== TAREFAS ==
**A.** Responda, com base no texto sobre a reforma tributária:
(i) Quem afirmou que os benefícios da reforma são monumentais?
(ii) De quanto seria o impacto no PIB potencial, segundo essa afirmação?
(iii) A que ano se refere a carga tributária brasileira por setores?
**B.** Devolva o trecho do texto sobre a reforma tributária entre "De acordo com" e "PIB setorial (2017)", inclusive, sem nenhuma alteração.

== TEXTO FORNECIDO ==
§
De acordo com cálculos de especialistas, uma reforma como a proposta, que sequer diminuirá a carga tributária total, mas que simplifique a cobrança e a faça de forma mais justa entre os setores da economia e diferentes tipos de contribuintes, é capaz de impulsionar fortemente a economia do País. “Os benefícios são monumentais. Estamos falando de um impacto superior a 10 pontos percentuais no PIB potencial. Além disso, haverá aumento do poder de compra da população, redução no custo do investimento e eliminação de distorções competitivas”, afirmou Bernard Appy em seminário sobre o tema realizado na FIESC.
Quem paga a conta
Carga tributária brasileira por setores, em relação ao PIB setorial (2017)
§
== LINHAS ==
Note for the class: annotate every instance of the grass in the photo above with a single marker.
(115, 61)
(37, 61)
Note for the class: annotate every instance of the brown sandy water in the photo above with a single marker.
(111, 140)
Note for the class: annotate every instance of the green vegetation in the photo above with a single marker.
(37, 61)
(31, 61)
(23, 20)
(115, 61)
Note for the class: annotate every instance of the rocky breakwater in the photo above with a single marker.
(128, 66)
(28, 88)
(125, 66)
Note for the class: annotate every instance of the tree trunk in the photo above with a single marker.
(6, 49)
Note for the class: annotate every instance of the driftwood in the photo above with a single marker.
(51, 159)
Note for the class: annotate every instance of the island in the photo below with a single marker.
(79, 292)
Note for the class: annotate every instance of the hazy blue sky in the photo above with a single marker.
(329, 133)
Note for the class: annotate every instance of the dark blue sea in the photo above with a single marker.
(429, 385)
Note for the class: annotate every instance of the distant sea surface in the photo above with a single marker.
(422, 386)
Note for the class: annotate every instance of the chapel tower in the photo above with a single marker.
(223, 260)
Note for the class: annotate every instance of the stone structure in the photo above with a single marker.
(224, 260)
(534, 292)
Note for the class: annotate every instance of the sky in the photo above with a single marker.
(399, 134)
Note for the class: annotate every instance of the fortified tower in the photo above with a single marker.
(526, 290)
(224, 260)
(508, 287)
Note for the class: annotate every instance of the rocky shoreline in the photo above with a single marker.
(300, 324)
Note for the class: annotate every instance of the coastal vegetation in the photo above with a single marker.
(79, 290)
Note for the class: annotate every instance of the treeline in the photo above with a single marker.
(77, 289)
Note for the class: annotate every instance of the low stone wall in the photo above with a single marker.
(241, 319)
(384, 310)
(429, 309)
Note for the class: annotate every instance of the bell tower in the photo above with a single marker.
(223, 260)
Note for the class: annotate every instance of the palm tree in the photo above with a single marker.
§
== PROBLEMAS RESOLVIDOS ==
**A.**
(i) Bernard Appy.
(ii) Superior a 10 pontos percentuais.
(iii) 2017.

**B.**
De acordo com cálculos de especialistas, uma reforma como a proposta, que sequer diminuirá a carga tributária total, mas que simplifique a cobrança e a faça de forma mais justa entre os setores da economia e diferentes tipos de contribuintes, é capaz de impulsionar fortemente a economia do País. “Os benefícios são monumentais. Estamos falando de um impacto superior a 10 pontos percentuais no PIB potencial. Além disso, haverá aumento do poder de compra da população, redução no custo do investimento e eliminação de distorções competitivas”, afirmou Bernard Appy em seminário sobre o tema realizado na FIESC.
Quem paga a conta
Carga tributária brasileira por setores, em relação ao PIB setorial (2017)